Extrait fourni:
%%

L'appel au peuple est, depuis quelques années, une constante du discours politique pour relégitimer le modèle de la démocratie représentative que les politiques ont pour fonction de masquer, mais qui est devenu inopérant pour répondre à l'accroissement des tensions sociales provoquées par l'économie néolibérale.

L'aporie de discours vient du fait que cette catégorie politique résulte d'une construction au contenu polysémique. Tantôt elle évoque le peuple (populus) dans son acception nationale, tantôt le peuple (plebs) par substitution au terme connoté de classes populaires.
Dans les premier cas, la notion de peuple exclut tous ceux qui vivent sur le sol national, mais sont étrangers ou considérés comme tels parce que issus de l'immigration postcoloniale par exemple.
Dans le second cas, les critères d'inclusion sont variables : la seule classe ouvrière pour les plus dogmatiques ; à laquelle s'ajouteraient les employés, les petits artisans, les petits commerçants et les petits paysans pour d'autres ; le cas des chômeurs et des exclus demeurant souvent problématiques [4].

Face à un concept aussi hétérogène, chaque cas d'acception doit être examiné séparément en évitant bien sûr les généralisations abusives. L'actualité d'hier offre l'occasion d'étudier ce que recouvre ce terme pour Marie-Ségolène Royal.
Au soir de son élection par les militants socialistes, elle a notamment déclaré :
Je mesure aussi que le fait de recevoir cet élan, d'être choisie de cette façon-là, c'est quelque chose d'extraordinaire. Je pense que le peuple français a écrit cette histoire. C'est le peuple qui s'est mis en mouvement, ce sont les militants de base qui se sont mis en mouvement et qui aujourd'hui me donnent cette force, me donnent cet élan.

Je voudrais leur dire qu'ils ne seront pas déçus, que nous allons construire ensemble quelque chose d'extraordinaire, que la France va écrire une nouvelle page de cette histoire et que c'est le peuple français qui est en train d'écrire cette histoire.

%%

Données extraites:
%%

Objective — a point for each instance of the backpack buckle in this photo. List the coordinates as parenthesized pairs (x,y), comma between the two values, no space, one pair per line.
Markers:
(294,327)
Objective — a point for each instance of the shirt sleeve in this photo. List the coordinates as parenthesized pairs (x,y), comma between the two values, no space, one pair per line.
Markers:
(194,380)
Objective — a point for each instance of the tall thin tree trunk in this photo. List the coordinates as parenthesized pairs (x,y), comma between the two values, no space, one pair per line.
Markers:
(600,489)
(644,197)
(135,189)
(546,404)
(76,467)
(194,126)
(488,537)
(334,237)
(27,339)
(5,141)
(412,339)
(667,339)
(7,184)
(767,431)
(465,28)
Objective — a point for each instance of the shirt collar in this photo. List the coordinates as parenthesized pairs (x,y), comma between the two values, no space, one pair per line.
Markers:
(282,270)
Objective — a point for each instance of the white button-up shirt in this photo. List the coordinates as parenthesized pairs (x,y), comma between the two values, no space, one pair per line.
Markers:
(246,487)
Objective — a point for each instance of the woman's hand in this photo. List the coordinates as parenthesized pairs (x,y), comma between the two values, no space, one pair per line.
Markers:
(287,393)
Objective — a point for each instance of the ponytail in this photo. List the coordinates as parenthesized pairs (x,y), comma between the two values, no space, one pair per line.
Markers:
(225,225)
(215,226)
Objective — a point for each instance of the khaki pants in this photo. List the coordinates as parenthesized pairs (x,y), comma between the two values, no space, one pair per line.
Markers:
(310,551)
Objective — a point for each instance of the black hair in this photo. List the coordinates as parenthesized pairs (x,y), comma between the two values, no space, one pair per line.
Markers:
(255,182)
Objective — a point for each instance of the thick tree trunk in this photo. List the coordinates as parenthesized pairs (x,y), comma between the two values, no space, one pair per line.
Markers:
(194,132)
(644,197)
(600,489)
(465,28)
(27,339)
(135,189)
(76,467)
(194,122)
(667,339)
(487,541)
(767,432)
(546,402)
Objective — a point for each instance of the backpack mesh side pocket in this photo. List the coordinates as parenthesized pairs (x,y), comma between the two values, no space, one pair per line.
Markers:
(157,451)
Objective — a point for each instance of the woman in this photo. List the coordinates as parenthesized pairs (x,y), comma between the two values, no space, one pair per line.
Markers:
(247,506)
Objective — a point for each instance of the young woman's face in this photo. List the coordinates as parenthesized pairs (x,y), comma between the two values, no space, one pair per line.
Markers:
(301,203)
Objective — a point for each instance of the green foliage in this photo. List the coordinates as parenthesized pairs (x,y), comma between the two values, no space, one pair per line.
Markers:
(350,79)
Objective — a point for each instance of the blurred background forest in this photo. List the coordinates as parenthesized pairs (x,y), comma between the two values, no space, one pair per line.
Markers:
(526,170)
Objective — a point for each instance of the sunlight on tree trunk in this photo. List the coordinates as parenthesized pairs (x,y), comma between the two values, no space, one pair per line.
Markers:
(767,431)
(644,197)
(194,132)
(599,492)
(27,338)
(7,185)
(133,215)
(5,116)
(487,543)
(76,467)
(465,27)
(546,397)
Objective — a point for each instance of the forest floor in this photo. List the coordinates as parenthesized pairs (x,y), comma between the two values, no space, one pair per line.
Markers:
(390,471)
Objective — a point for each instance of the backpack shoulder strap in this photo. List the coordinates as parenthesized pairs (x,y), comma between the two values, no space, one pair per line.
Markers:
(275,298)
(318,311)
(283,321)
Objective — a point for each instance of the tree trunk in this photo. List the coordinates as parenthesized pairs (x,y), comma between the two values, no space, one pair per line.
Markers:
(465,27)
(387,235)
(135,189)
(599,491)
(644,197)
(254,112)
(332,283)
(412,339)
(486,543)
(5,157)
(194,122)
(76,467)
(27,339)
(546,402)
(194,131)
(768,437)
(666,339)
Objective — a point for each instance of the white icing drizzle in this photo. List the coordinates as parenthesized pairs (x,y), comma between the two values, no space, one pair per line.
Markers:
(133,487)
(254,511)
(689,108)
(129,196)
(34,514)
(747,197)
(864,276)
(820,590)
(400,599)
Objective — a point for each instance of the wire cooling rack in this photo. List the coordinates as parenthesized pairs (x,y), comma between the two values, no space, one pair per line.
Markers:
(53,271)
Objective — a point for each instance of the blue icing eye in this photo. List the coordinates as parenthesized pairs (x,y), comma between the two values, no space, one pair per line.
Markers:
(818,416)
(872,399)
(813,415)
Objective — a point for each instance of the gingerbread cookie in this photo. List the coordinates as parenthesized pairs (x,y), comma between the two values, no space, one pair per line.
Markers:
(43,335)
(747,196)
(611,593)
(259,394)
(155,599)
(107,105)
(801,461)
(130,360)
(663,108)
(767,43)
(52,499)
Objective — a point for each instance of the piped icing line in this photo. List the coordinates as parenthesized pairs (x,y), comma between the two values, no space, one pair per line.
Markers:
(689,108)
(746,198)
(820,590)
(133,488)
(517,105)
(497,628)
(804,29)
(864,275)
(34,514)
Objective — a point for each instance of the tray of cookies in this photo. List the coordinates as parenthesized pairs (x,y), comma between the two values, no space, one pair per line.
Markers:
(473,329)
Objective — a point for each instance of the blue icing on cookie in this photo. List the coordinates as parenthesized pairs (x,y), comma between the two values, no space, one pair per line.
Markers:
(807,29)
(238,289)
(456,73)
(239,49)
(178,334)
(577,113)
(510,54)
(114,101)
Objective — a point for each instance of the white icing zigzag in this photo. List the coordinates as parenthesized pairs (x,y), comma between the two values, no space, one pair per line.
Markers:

%%

Consigne: Renvoyez tel quel le passage de l'extrait sur la notion de peuple qui commence par « Je voudrais leur » et se poursuit jusqu'à « d'écrire cette histoire. ».

Réponse:
Je voudrais leur dire qu'ils ne seront pas déçus, que nous allons construire ensemble quelque chose d'extraordinaire, que la France va écrire une nouvelle page de cette histoire et que c'est le peuple français qui est en train d'écrire cette histoire.